**WHAT THE TASK REQUIRES**: In the material below, which lines hold the word "target"? Pick each one out.

**MATERIALS PROVIDED**:
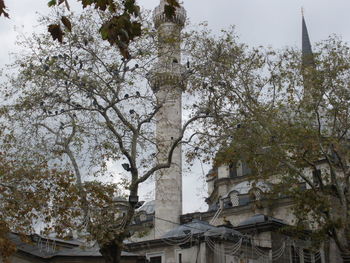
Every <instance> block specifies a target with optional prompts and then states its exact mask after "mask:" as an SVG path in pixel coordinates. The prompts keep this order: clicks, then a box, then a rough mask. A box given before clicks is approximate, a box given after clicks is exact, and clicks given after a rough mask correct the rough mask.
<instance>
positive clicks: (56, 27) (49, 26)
mask: <svg viewBox="0 0 350 263" xmlns="http://www.w3.org/2000/svg"><path fill="white" fill-rule="evenodd" d="M48 31H49V32H50V34H51V36H52V39H53V40H57V41H58V42H60V43H62V41H63V35H64V33H63V31H62V29H61V27H60V25H59V24H51V25H49V26H48Z"/></svg>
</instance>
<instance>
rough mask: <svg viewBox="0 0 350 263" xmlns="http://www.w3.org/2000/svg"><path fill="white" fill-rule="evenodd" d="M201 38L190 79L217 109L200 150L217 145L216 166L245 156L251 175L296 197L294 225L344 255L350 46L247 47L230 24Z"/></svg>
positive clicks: (348, 200)
mask: <svg viewBox="0 0 350 263" xmlns="http://www.w3.org/2000/svg"><path fill="white" fill-rule="evenodd" d="M198 45H202V48H201V49H197V50H198V53H196V54H195V55H196V57H197V58H198V61H199V62H198V64H195V63H194V65H193V67H195V68H197V69H198V72H201V73H199V74H196V75H194V76H193V78H192V79H191V83H192V85H193V86H194V87H198V88H203V87H207V88H206V90H207V93H206V96H205V97H206V98H209V101H208V103H210V105H211V107H210V109H211V111H212V114H213V115H215V116H216V118H214V119H208V120H204V121H205V124H204V125H205V127H210V128H209V129H207V130H206V131H205V132H203V136H202V137H201V140H200V142H201V143H200V145H202V149H203V151H204V152H205V153H208V150H211V151H209V152H210V153H212V152H213V151H218V153H217V154H216V159H215V162H216V164H215V165H217V166H219V165H222V164H231V163H235V162H236V161H238V160H245V161H246V162H247V163H248V165H249V166H250V168H251V169H252V170H253V174H254V177H253V179H254V180H263V181H268V182H270V183H271V186H272V189H271V192H272V193H275V194H277V195H278V196H279V197H281V196H289V197H291V198H292V199H293V200H294V215H295V216H296V219H297V221H296V222H295V223H296V224H297V225H298V224H299V225H303V226H307V227H308V229H311V230H313V231H314V233H316V234H318V237H322V238H326V237H327V236H329V237H331V238H333V239H334V240H335V242H336V243H337V245H338V248H339V249H340V251H341V252H342V253H344V254H347V255H348V254H349V252H350V247H349V244H350V243H349V239H350V236H349V230H350V228H349V227H350V225H349V218H348V216H349V201H350V199H349V197H350V195H349V184H350V181H349V175H350V173H349V172H350V170H349V167H350V165H349V160H350V159H349V157H350V151H349V149H350V148H349V127H350V122H349V102H350V101H349V98H350V97H349V95H350V94H349V80H350V78H349V77H350V56H349V55H350V53H349V50H350V49H349V46H348V45H347V44H346V43H344V42H342V41H341V40H340V39H339V38H337V37H330V38H329V39H327V40H325V41H323V42H321V43H319V44H318V45H317V48H316V52H315V54H314V55H313V61H314V62H313V63H311V64H308V65H303V64H302V61H303V59H302V56H301V52H300V51H298V50H295V49H292V48H287V49H285V50H282V51H278V52H277V51H273V50H271V49H263V48H262V47H260V48H248V47H246V46H244V45H240V44H237V42H236V41H235V39H233V38H232V36H231V33H229V32H227V33H224V34H223V35H222V36H221V37H220V38H217V39H215V38H207V39H205V41H198ZM199 58H200V59H199ZM208 138H210V140H208ZM275 197H276V196H275Z"/></svg>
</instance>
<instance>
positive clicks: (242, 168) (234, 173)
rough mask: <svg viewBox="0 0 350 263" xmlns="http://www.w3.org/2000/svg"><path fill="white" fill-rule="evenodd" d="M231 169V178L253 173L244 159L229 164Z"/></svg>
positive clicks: (230, 172) (230, 169)
mask: <svg viewBox="0 0 350 263" xmlns="http://www.w3.org/2000/svg"><path fill="white" fill-rule="evenodd" d="M229 171H230V172H229V173H230V177H231V178H234V177H238V176H244V175H250V174H251V173H252V170H251V169H250V168H249V167H248V165H247V163H246V162H242V161H238V162H237V163H234V164H231V165H230V166H229Z"/></svg>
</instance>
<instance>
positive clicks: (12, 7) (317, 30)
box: [0, 0, 350, 213]
mask: <svg viewBox="0 0 350 263" xmlns="http://www.w3.org/2000/svg"><path fill="white" fill-rule="evenodd" d="M47 2H48V0H5V3H6V5H7V6H8V9H9V13H10V18H11V19H5V18H3V17H0V69H1V68H4V67H5V65H6V64H7V63H9V62H11V56H9V53H10V52H16V51H18V50H19V48H18V47H16V46H15V39H16V35H17V33H16V32H17V31H19V32H24V33H25V34H30V33H31V32H33V31H38V30H45V28H44V29H43V28H38V27H37V26H36V25H37V24H38V23H37V18H38V13H40V14H47V13H48V12H49V8H48V7H47ZM69 2H70V3H71V4H72V5H74V3H75V2H76V0H69ZM138 3H139V4H140V5H141V6H144V7H145V8H147V9H153V8H154V7H155V6H156V5H157V4H158V3H159V0H138ZM184 7H185V8H186V11H187V17H188V19H189V20H190V22H191V23H195V24H196V23H200V22H203V21H207V22H208V26H209V27H210V28H211V29H212V30H213V32H219V31H220V30H221V29H225V28H228V27H229V26H230V25H234V26H235V31H236V33H237V34H238V36H239V38H240V40H241V41H242V42H244V43H247V44H248V45H252V46H260V45H263V46H271V47H273V48H277V49H279V48H284V47H286V46H293V47H300V46H301V7H303V8H304V13H305V19H306V23H307V26H308V30H309V34H310V39H311V42H312V43H315V42H318V41H321V40H324V39H326V38H327V37H328V36H330V35H332V34H336V35H338V36H341V37H342V39H343V40H344V41H346V42H350V27H349V19H350V17H349V11H350V1H349V0H184ZM15 27H16V28H17V29H16V30H14V28H15ZM0 81H1V79H0ZM207 170H208V167H207V166H206V167H203V169H202V167H201V165H200V164H197V165H195V166H194V168H193V169H192V170H191V171H190V172H189V171H188V170H184V182H183V185H184V189H183V193H184V196H183V200H184V213H188V212H193V211H197V210H202V211H203V210H205V209H206V206H205V203H204V198H205V196H206V190H205V182H204V175H205V173H206V172H207ZM146 188H147V189H149V188H150V187H149V186H148V187H146ZM147 193H148V191H146V190H145V191H144V193H143V196H141V198H150V197H148V196H147Z"/></svg>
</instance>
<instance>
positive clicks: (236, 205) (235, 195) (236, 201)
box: [230, 191, 239, 207]
mask: <svg viewBox="0 0 350 263" xmlns="http://www.w3.org/2000/svg"><path fill="white" fill-rule="evenodd" d="M230 201H231V204H232V206H233V207H235V206H239V198H238V192H237V191H232V192H231V193H230Z"/></svg>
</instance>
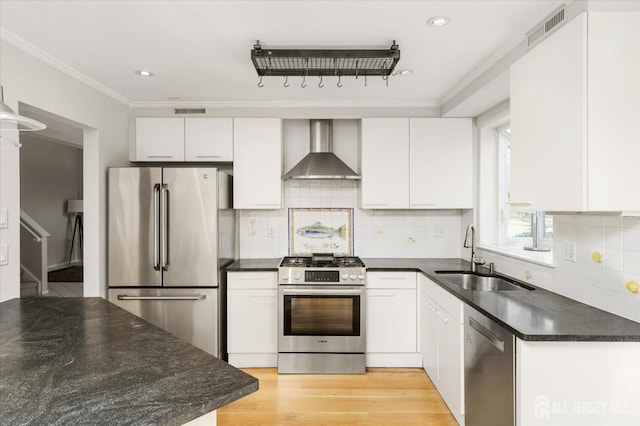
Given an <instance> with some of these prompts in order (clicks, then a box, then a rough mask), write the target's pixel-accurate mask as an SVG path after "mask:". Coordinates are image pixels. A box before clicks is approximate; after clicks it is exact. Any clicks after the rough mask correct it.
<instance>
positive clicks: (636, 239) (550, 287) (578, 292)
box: [480, 214, 640, 322]
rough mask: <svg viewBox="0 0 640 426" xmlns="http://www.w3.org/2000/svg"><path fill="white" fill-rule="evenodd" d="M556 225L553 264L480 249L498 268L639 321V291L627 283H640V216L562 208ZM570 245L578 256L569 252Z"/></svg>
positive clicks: (545, 287)
mask: <svg viewBox="0 0 640 426" xmlns="http://www.w3.org/2000/svg"><path fill="white" fill-rule="evenodd" d="M553 228H554V229H553V232H554V236H553V263H554V265H555V267H554V268H548V267H544V266H540V265H536V264H533V263H530V262H526V261H523V260H517V259H514V258H511V257H507V256H503V255H499V254H496V253H492V252H487V251H483V250H481V251H480V252H481V255H482V257H483V258H484V260H485V261H487V262H494V263H495V265H496V270H497V271H499V272H503V273H505V274H507V275H511V276H513V277H515V278H518V279H521V280H523V281H529V282H531V283H533V284H535V285H538V286H540V287H543V288H545V289H547V290H550V291H553V292H555V293H558V294H561V295H563V296H566V297H569V298H571V299H575V300H578V301H580V302H583V303H586V304H588V305H591V306H594V307H596V308H600V309H602V310H605V311H608V312H611V313H614V314H616V315H620V316H623V317H626V318H629V319H631V320H634V321H638V322H640V292H639V293H632V292H631V291H629V290H628V289H627V283H629V282H636V283H640V218H638V217H620V216H609V215H591V214H573V215H570V214H566V215H565V214H562V215H554V216H553ZM567 248H568V249H569V250H568V252H571V251H574V252H575V262H574V261H572V260H567V259H566V258H565V257H567V250H566V249H567ZM569 257H570V256H569ZM630 286H631V287H632V285H630Z"/></svg>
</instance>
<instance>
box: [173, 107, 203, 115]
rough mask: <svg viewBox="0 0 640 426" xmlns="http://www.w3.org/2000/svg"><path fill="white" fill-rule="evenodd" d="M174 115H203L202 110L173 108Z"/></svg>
mask: <svg viewBox="0 0 640 426" xmlns="http://www.w3.org/2000/svg"><path fill="white" fill-rule="evenodd" d="M173 111H174V114H204V113H205V110H204V108H175V109H174V110H173Z"/></svg>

**FINISHED EXERCISE**:
Every <instance> block specifies a target with optional prompts and then states its exact mask after "mask:" as an SVG path in pixel coordinates. The prompts keep this order: clicks, then a box, then a rough mask. A box given before clicks is approximate, a box given after clicks is exact, and clicks given after a rough mask correct the rough mask.
Given an <instance> with some of these prompts in order (clicks, then a box, then a rough mask), write the target's pixel-accurate mask as an SVG path after "mask:". Coordinates are image pixels. A box before clicks is approximate; after clicks it is exact. Any clicks after the rough mask correct it.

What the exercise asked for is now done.